(Data records)

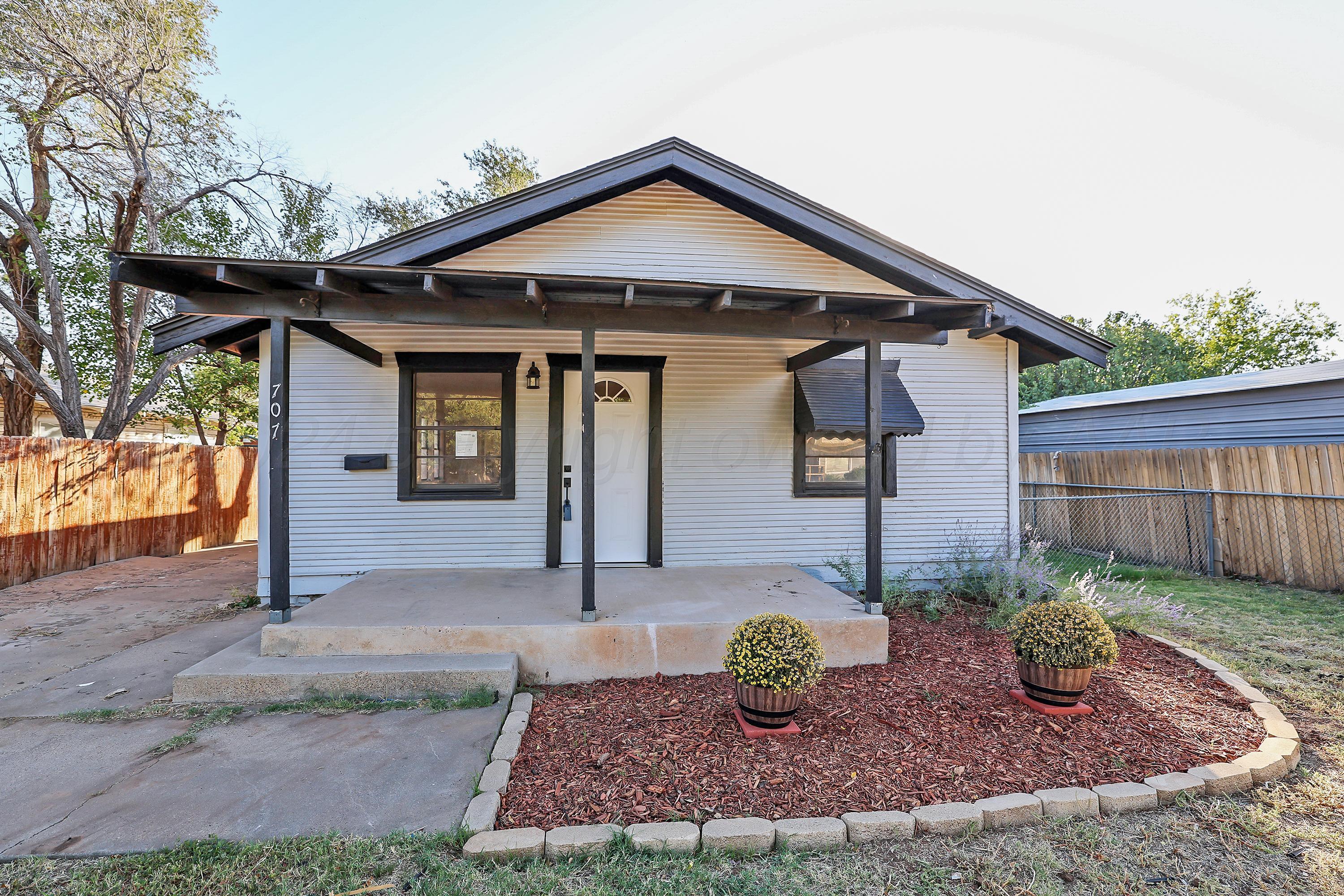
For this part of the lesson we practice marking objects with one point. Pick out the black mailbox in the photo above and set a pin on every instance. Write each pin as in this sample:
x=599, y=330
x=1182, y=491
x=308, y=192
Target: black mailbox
x=366, y=461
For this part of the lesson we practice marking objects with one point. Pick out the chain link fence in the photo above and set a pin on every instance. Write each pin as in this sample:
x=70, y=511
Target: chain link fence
x=1291, y=539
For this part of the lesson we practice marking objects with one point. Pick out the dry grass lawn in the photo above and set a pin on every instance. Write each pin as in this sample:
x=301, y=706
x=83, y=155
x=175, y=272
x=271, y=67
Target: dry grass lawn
x=1287, y=839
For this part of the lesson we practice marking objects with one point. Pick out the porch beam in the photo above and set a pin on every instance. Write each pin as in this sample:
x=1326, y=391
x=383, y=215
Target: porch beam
x=332, y=283
x=975, y=319
x=873, y=476
x=326, y=332
x=277, y=468
x=996, y=326
x=535, y=293
x=564, y=316
x=588, y=383
x=241, y=279
x=437, y=288
x=894, y=311
x=814, y=306
x=819, y=354
x=151, y=276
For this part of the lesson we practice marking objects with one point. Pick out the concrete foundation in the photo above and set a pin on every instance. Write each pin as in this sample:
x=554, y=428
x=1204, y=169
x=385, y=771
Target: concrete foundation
x=671, y=621
x=240, y=675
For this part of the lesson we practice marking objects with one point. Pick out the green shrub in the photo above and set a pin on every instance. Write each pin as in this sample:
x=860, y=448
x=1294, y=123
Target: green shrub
x=1064, y=634
x=897, y=590
x=775, y=650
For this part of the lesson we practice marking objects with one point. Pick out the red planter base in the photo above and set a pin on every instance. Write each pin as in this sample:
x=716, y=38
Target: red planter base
x=753, y=732
x=1077, y=710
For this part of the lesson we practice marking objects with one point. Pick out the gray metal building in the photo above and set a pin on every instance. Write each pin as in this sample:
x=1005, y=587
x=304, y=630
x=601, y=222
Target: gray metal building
x=1287, y=406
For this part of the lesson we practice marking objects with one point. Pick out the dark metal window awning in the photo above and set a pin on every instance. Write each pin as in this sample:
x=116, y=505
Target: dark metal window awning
x=828, y=398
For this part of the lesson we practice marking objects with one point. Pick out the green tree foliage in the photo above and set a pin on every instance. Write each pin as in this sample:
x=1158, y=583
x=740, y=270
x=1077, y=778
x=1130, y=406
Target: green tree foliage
x=1205, y=335
x=499, y=171
x=105, y=142
x=213, y=393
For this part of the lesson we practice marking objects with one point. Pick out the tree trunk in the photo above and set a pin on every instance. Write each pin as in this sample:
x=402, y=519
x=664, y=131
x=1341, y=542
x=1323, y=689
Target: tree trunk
x=18, y=405
x=15, y=390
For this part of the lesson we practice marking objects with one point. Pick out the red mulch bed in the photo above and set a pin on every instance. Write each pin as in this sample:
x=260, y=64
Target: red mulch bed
x=935, y=724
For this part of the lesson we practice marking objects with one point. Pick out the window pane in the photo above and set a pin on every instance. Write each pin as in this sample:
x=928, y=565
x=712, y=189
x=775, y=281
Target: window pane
x=459, y=400
x=459, y=457
x=834, y=460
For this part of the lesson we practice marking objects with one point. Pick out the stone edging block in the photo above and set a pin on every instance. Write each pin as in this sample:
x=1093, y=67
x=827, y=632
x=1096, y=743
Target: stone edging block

WHAT THE TASK ASKS: Retype all of the records above line for line, without any changes, and leave out the pictures.

COMPLETE OUTPUT:
For this part of the lesson we practice marking objects with one point. Pick out the black mailbox in the photo above and set a pin on every instance. Write each pin as in this sample:
x=599, y=330
x=1182, y=491
x=308, y=192
Target: black mailbox
x=366, y=461
For this part of the lesson we practice marking objects with one point. Pick out the chain link fence in the photo above and set a pin on every instance. Write each pin as in this sample:
x=70, y=511
Target: chain link fence
x=1291, y=539
For this part of the lesson we practice marking objects with one point. Pick out the dry grass lawn in the photo above and set a pin on every instance. Write each pin as in this sample:
x=301, y=706
x=83, y=155
x=175, y=272
x=271, y=67
Target: dry grass lawn
x=1287, y=839
For this part of the lesson we practice marking objects with one point. Pick out the porch beam in the photo above and set a pin on every instance. Write each pin as in this sample:
x=1326, y=391
x=383, y=215
Target: porch beam
x=332, y=283
x=975, y=319
x=873, y=476
x=326, y=332
x=277, y=468
x=996, y=326
x=535, y=293
x=564, y=316
x=588, y=383
x=241, y=279
x=437, y=288
x=894, y=311
x=814, y=306
x=819, y=354
x=151, y=276
For this part of the lesson we practice marking objects with one point. Pick out the concrete foundation in the photo above and set a pin on every instance. Write each pin as in this sample:
x=554, y=428
x=1204, y=169
x=385, y=771
Target: concrete foundation
x=671, y=621
x=240, y=675
For this part of the lesson we practice marking objects with one point. Pick out the green shrub in the photo above and set a pin on every instance. Write each pin as in this sample:
x=860, y=448
x=1294, y=123
Target: green shrub
x=1064, y=634
x=897, y=590
x=775, y=650
For this part of the lesson we practice marking objects with one point. Pick out the red planter base in the photo above and set a pin on every instance. Write each pin as in this sample:
x=716, y=38
Target: red planter base
x=753, y=732
x=1077, y=710
For this part of the lesson we practice marking objects with one point. Pick out the gray metal building in the photo above and set a pin on every instance. Write each pin as in this sample:
x=1005, y=587
x=304, y=630
x=601, y=222
Target: gray metal building
x=1287, y=406
For this part of the lesson we practice marking objects with one point. Pick out the dark metal window awning in the photo above and set a pin on every instance. Write each pin as in this sample:
x=116, y=505
Target: dark metal window awning
x=828, y=398
For this part of the lesson we practice marking objects with one point. Pick out the green tree foliage in the photo above and set a pin on every instance. Write each pin as in this sample:
x=1158, y=583
x=740, y=270
x=1077, y=778
x=1130, y=406
Target: green tree foliage
x=1205, y=335
x=499, y=171
x=105, y=142
x=213, y=393
For this part of the lesson we practice marking objects with one point. Pick out the tree trunk in the photo above and set a pin on every instance. Write each pin as in this sample:
x=402, y=519
x=664, y=131
x=1341, y=542
x=1323, y=689
Target: tree trunk
x=18, y=405
x=15, y=390
For this part of the lesson we practice marking objects with one point. Pick out the red mulch bed in the photo above and set a pin on every instance. Write each pin as in this sample:
x=260, y=64
Target: red mulch bed
x=935, y=724
For this part of the lesson we practice marking objects with one point. Pick out the window pane in the photo above and set a pin on every instance. Write each pin as in this sample:
x=928, y=565
x=712, y=189
x=775, y=281
Target: window pane
x=459, y=400
x=459, y=457
x=834, y=460
For this part of the lesson we practice marking objects with one point. Pick out the stone edging block in the photo above and set a pin on every instance. Write each pin as in this sample:
x=1093, y=67
x=827, y=632
x=1096, y=743
Target: stone edging block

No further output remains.